▶ **EXTRACTED TEXT**

** start **

If passenger trains are ever to attract ridership and become a viable part of the country’s transportation mix again, it is vital that operators have access to the best practices and the best, most cost effective trains available. Yet presently, American passenger railways are forbidden from purchasing trains in the most cost-effective manner possible. The Federal Railroad Administration (FRA) has strict crash safety regulations for passenger railcars which trains in Europe—where passenger rail is well established and remarkably safe—do not have to meet. In order for railcars compatible with European regulations to meet FRA rules, they need to add significant bulk and weight, thus adding to both their manufacturing and operating costs.
The objective of crash safety is to ensure that passengers and train staff are not injured or killed in a crash. Passengers can be injured a number of ways: by being crushed as the train car collapses, in fire, or from trauma due to hitting an object inside the train like a table or seat. The specifications designed to prevent the car from collapsing and crushing people address a railcar’s crashworthiness and occupied volume integrity.

** end **

Point labeling dataset excerpts:
** start **

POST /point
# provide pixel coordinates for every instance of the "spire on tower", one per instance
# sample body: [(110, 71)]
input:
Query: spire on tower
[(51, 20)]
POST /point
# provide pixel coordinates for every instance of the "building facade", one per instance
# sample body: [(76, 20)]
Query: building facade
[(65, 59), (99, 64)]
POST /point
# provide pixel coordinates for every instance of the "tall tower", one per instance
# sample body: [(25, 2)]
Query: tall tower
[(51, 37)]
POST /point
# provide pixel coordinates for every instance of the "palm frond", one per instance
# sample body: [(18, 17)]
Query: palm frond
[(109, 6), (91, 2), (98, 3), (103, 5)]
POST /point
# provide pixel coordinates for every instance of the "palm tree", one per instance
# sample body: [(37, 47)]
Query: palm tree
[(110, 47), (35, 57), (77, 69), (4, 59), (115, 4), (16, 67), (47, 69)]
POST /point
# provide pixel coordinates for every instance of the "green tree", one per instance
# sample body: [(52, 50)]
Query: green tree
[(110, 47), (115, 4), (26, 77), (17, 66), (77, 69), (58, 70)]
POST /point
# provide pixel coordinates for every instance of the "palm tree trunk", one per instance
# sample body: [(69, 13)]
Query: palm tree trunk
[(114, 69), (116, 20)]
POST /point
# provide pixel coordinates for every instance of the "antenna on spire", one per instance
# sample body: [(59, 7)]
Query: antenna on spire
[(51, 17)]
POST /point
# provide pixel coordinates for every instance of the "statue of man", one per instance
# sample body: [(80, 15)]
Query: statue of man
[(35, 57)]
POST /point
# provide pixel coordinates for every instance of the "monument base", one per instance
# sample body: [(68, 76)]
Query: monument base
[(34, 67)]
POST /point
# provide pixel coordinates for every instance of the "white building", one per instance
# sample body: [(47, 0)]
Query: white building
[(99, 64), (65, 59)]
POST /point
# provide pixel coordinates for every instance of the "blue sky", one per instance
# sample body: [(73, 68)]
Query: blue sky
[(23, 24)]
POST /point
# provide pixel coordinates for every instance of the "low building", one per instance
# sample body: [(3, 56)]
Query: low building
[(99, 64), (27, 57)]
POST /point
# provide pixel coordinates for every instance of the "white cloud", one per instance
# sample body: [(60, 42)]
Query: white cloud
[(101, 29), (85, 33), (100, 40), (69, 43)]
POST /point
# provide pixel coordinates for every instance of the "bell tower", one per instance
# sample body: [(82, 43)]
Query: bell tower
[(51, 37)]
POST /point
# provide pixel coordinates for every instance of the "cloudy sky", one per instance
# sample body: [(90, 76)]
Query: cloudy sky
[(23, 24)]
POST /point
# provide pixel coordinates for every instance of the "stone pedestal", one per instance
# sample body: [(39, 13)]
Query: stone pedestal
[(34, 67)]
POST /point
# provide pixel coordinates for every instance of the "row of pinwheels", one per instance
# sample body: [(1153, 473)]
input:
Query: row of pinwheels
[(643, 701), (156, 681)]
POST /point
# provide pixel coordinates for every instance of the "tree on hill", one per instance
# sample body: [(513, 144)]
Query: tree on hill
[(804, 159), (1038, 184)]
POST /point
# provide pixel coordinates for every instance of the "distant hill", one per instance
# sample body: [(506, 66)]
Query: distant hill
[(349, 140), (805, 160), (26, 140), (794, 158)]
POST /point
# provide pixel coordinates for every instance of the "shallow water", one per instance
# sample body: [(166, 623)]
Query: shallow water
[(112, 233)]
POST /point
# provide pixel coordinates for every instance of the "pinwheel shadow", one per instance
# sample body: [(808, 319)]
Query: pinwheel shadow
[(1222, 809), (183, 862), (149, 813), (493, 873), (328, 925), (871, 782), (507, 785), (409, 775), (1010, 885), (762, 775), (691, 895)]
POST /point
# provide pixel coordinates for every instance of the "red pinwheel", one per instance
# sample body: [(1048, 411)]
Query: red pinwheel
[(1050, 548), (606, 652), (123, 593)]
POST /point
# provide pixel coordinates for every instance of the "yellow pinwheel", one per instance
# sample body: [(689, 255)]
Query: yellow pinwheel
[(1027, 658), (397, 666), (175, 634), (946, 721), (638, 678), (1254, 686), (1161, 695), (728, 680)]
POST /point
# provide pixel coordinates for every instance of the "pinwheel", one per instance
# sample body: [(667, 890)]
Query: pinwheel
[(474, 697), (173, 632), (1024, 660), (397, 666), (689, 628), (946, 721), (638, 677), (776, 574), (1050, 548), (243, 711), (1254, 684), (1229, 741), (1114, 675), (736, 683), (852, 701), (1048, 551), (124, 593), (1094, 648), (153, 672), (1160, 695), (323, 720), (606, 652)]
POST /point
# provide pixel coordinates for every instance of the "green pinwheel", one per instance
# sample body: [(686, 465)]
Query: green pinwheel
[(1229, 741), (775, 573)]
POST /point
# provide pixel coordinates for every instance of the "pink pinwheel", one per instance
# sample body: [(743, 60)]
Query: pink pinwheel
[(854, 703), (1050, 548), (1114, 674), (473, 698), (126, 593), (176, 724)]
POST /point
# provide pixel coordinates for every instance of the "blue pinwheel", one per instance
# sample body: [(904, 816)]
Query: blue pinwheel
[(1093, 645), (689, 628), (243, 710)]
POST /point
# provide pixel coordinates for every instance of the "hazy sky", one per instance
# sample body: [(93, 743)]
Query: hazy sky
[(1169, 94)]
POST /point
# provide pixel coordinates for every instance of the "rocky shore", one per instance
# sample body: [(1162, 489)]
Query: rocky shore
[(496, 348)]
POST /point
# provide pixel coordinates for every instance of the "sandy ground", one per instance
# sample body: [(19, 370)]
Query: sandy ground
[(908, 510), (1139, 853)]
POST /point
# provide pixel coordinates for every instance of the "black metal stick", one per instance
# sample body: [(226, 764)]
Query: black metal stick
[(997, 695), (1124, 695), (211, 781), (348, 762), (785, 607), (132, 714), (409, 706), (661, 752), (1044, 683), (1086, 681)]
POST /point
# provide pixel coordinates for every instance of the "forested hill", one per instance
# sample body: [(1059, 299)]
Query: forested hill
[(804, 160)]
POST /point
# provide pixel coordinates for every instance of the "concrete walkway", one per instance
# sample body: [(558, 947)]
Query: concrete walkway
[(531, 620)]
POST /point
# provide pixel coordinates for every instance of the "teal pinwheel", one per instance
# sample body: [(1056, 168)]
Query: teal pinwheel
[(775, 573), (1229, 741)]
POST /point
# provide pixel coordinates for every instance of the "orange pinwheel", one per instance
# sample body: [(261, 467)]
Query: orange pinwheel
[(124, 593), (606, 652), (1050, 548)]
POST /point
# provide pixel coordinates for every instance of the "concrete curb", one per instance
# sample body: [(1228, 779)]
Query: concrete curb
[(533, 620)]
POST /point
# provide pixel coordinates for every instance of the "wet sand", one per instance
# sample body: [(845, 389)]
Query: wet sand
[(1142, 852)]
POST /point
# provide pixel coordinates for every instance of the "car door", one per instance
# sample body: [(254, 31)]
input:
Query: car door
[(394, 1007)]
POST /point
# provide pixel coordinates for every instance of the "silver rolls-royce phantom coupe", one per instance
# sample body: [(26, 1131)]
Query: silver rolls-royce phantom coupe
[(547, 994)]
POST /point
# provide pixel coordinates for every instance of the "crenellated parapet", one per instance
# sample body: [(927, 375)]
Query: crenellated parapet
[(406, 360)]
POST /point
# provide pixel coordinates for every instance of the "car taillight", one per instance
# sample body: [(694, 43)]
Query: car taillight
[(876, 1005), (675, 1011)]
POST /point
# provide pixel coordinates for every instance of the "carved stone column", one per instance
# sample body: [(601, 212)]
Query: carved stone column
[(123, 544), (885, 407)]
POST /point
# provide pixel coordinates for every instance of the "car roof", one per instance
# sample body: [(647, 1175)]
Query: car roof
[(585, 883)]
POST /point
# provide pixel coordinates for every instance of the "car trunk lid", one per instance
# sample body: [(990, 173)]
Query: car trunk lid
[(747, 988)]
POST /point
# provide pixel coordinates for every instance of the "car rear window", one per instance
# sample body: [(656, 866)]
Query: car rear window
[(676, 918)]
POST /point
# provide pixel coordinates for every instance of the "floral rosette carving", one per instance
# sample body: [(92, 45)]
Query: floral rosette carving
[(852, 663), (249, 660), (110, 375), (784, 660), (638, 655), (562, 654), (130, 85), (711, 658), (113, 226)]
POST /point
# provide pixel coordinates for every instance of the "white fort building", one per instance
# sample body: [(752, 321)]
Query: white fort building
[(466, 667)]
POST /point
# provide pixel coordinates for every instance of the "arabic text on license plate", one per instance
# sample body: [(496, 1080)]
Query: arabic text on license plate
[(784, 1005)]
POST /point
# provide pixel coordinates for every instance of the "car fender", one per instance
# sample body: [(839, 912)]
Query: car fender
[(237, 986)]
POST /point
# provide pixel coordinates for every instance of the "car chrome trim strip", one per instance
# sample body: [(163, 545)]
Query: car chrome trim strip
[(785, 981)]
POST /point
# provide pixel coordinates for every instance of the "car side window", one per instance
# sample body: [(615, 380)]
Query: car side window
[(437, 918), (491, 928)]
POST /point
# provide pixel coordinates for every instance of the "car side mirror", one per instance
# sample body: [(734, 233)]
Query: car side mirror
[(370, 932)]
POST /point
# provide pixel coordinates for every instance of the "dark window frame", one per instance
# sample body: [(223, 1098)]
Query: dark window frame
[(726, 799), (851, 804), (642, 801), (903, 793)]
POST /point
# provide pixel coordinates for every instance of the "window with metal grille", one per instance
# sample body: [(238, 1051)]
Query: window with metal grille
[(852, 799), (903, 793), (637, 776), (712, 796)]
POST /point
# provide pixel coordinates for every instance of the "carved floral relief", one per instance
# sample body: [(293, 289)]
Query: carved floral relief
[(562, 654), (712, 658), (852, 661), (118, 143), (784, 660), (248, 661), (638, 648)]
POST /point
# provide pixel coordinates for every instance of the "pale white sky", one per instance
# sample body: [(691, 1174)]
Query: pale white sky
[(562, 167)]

** end **

▶ **STATED EXERCISE**
Continue the passage on passenger railcar crash safety rules from where it stops.

▶ **RIGHT ANSWER**
A direct regulation-to-regulation comparison is impossible, given the different safety philosophies of the International Union of Railways (UIC), to which European rules conform, and the FRA. Despite the cost imposed by the FRA on America’s passenger train systems, research into crashworthiness rules by the agency shows that they are less safe than Europeanstyle crash energy management technology. A heavier train takes longer to decelerate, which makes crashes more likely to occur. A reform of the rules, then, will be of exceptional importance not just for the sake of transportation authorities but also for the sake of passengers who will be involved in a crash.